• AVAILABLE DATA
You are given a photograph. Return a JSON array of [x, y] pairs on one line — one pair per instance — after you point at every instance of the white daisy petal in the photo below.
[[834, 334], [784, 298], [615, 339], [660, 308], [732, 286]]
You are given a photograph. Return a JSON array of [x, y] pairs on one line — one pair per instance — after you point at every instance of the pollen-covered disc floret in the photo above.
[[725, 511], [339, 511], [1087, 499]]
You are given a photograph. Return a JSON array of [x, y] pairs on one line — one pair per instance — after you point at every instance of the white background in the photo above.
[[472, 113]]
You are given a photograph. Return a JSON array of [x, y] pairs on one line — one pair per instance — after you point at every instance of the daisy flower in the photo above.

• WHAT IS BEING ASKED
Transcribe all of the data so that each line matches the source exactly.

• EXERCISE RESULT
You are given a photograph. Return a JSON array of [x, y] pairs on one line — one pair per instance — after you point at every instance of the white daisy petal in the photo below.
[[834, 334], [784, 298], [615, 339], [660, 308], [732, 286]]
You are given a photograph. Return a JSON array of [x, y] pairs on one line — one pair per instance — after you point at every instance of the pollen-covered disc floret in the photo above.
[[725, 511], [339, 511], [1087, 499]]
You are given a photograph. Return a JSON array of [x, y] pairs on one line — one pair per instance — after you point at every instance of the white background in the photo above.
[[472, 113]]
You are given a photograph. Return a JSON array of [x, y] pairs on one line — one pair per instance — after you point at every instance of the daisy flower in the photo above.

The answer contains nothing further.